======== Vorliegender Text

Ein Haus ist ein Haus ist ein Haus. Ein Hochhaus ist ein Haus, und ein Wohnhochhaus ist ein Wohnhaus. Insofern betrachten wir ein Wohnhochhaus nicht als einen Solitär oder Sondertypus, für den konzeptuell ein grundsätzlich eigener Weg erforderlich wäre. Für ein Wohnhochhaus gilt prinzipiell das, was für jedes andere Haus gilt: Es sollte eine bewusste Beziehung zu seiner Umgebung eingehen. Die Art dieser Beziehung ist abhängig vom jeweiligen Kontext – von einer landschaftlichen bis hin zu einer urbanen Umgebung. Sie kann sehr unterschiedlich ausfallen – von einem Verschmelzen in einem Hochhausensemble bis zu einer Rolle als Landmarke an einer exponierten Stelle. In diesem Zusammenhang ist es ein besonderer Aspekt, dass ein Hochhaus aus unterschiedlichsten Entfernungen wahrgenommen wird und insofern vielfältige Bezugsräume entstehen. Inhaltliche Ressourcen des jeweiligen Ortes können eine große Rolle spielen.

================
======== Bereitgestelltes Material

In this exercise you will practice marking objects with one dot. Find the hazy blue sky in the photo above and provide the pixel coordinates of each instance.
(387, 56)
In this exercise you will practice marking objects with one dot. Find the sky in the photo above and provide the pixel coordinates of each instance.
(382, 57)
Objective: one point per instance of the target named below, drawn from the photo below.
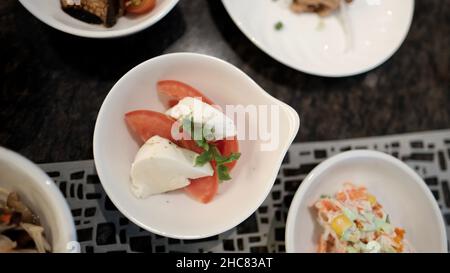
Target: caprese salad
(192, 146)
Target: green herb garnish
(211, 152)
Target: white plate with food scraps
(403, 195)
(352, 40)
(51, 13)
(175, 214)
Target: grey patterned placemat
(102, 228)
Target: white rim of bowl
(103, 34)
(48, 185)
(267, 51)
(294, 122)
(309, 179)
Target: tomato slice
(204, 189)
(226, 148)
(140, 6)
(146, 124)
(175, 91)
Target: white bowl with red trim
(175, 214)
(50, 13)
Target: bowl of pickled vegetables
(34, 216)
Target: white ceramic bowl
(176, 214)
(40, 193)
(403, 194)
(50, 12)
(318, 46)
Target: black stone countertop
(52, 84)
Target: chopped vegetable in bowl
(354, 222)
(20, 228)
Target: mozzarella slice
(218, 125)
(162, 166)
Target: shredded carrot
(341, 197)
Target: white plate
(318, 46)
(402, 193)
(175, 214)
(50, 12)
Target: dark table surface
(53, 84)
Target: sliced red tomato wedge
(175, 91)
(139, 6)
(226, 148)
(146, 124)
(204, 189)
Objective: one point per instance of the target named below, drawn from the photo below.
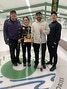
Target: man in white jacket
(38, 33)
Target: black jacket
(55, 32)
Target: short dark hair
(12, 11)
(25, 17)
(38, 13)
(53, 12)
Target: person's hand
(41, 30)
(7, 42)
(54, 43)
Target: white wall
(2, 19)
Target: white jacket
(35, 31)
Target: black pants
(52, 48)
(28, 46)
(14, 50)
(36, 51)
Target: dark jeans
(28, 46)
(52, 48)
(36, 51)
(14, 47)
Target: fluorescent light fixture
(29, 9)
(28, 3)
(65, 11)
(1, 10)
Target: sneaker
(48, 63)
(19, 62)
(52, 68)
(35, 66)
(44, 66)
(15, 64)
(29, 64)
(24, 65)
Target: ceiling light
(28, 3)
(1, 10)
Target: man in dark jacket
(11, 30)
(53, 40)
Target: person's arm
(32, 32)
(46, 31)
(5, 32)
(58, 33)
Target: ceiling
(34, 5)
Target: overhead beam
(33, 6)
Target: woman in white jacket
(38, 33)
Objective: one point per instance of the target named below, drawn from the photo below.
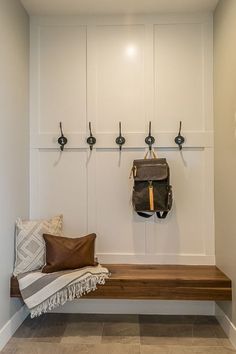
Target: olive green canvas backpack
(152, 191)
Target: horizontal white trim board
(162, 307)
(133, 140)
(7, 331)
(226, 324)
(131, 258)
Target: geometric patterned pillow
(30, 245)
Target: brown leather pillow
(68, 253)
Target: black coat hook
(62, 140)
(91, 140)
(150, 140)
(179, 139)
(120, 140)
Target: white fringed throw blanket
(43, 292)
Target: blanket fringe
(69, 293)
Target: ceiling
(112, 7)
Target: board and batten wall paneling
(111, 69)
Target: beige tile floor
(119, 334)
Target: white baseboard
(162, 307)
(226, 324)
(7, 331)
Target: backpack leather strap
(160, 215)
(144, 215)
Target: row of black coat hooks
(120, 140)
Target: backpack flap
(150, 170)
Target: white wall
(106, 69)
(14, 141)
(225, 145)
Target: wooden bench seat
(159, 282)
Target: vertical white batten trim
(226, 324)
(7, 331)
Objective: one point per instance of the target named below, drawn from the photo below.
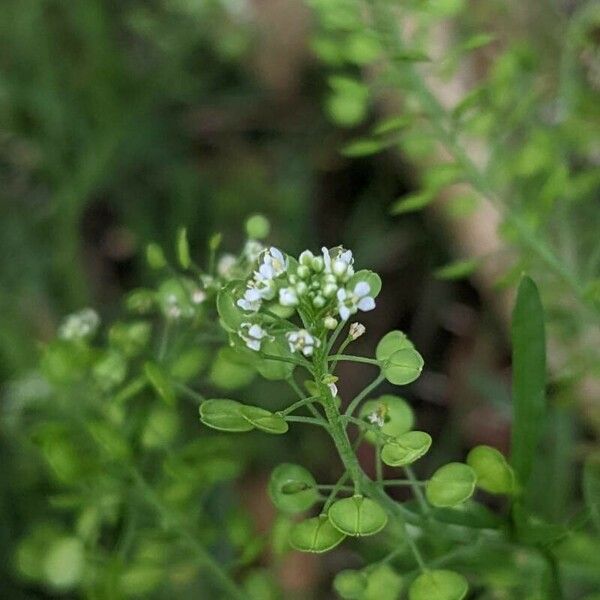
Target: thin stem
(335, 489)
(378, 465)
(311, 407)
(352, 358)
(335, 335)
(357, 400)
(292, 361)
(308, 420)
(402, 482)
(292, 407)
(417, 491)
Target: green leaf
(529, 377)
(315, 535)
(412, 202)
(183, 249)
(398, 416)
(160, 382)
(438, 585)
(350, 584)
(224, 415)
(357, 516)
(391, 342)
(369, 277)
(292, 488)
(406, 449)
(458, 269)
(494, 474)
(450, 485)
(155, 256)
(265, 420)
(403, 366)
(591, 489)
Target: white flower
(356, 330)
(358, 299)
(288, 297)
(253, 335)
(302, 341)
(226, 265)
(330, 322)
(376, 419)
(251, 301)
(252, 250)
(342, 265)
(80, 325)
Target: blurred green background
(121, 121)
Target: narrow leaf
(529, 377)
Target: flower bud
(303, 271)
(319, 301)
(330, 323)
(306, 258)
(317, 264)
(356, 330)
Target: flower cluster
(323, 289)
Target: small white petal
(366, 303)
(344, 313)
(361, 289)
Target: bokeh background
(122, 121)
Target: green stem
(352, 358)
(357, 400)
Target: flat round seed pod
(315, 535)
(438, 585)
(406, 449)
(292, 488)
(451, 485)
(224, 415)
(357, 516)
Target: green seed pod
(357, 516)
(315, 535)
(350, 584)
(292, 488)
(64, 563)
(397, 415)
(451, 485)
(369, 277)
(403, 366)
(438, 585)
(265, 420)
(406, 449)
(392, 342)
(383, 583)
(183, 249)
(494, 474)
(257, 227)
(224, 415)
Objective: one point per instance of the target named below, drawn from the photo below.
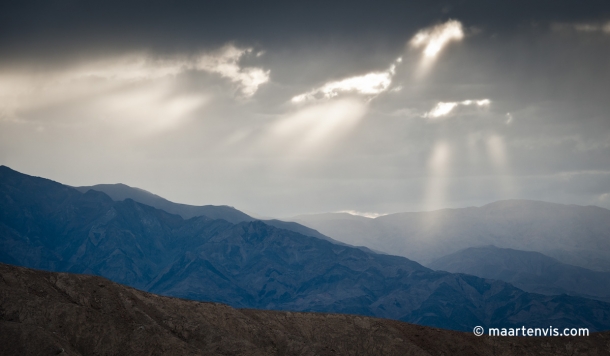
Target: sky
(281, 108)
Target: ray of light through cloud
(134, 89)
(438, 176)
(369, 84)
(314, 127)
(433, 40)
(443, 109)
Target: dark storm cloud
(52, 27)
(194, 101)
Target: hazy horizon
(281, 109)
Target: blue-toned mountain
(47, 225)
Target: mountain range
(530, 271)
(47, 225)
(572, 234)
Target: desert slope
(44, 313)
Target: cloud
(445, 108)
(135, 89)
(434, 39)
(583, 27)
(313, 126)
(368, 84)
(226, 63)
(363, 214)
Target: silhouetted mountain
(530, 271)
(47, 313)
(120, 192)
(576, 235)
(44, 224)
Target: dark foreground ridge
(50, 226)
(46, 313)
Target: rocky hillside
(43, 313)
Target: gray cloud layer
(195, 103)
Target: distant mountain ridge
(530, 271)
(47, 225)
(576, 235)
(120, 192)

================

▶ _Aufgaben und Übungen_:
(1) Erkläre anhand des Textes über Wohnhochhäuser, warum bei einem Hochhaus vielfältige Bezugsräume entstehen.
(2) Nenne alle Gebäudebezeichnungen, die in den ersten beiden Sätzen des Textes über Wohnhochhäuser vorkommen.
(3) Führe den Text über Wohnhochhäuser nach seinem letzten Satz weiter.
Die Einträge spielen hierbei keine Rolle.

▶ _Ergebnisse je Aufgabe_:
(1) Vielfältige Bezugsräume entstehen, weil ein Hochhaus aus unterschiedlichsten Entfernungen wahrgenommen wird.

(2) Haus, Hochhaus, Wohnhochhaus, Wohnhaus

(3)
Neben diesem Spektrum an kontextuellen Möglichkeiten ist das wesentliche Thema das Wohnen selbst. Zum einen ergibt sich aufgrund der Größe der Projekte die Chance, vielfältige Wohnungstypologien und Wohnsituationen zu schaffen. Daraus entsteht auch die Chance für neue Wohnformen und für eine neue Art des Zusammenlebens. Dies kann besonders bereichert werden durch eine Durchmischung mit kulturellen, gastronomischen oder gewerblichen Nutzungen.

Zum anderen ist es erforderlich, auf die Vielzahl der Wohneinheiten eines Wohnhochhauses eine bildnerische Antwort zu finden, die die Aura des individuellen Wohnens vermittelt. ­Neben einer generellen Varianz ist es oft hilfreich, die Anzahl der einzelnen Geschosse und Einheiten zu verschlüsseln und einen Ausdruck zu finden, bei dem ein Hochhaus eher wie ein Gesamtobjekt oder wie eine nicht zu entschlüsselnde Skulptur wirkt. Idealerweise entsteht dabei ein besonderes Verhältnis von dem Teil und dem Ganzen.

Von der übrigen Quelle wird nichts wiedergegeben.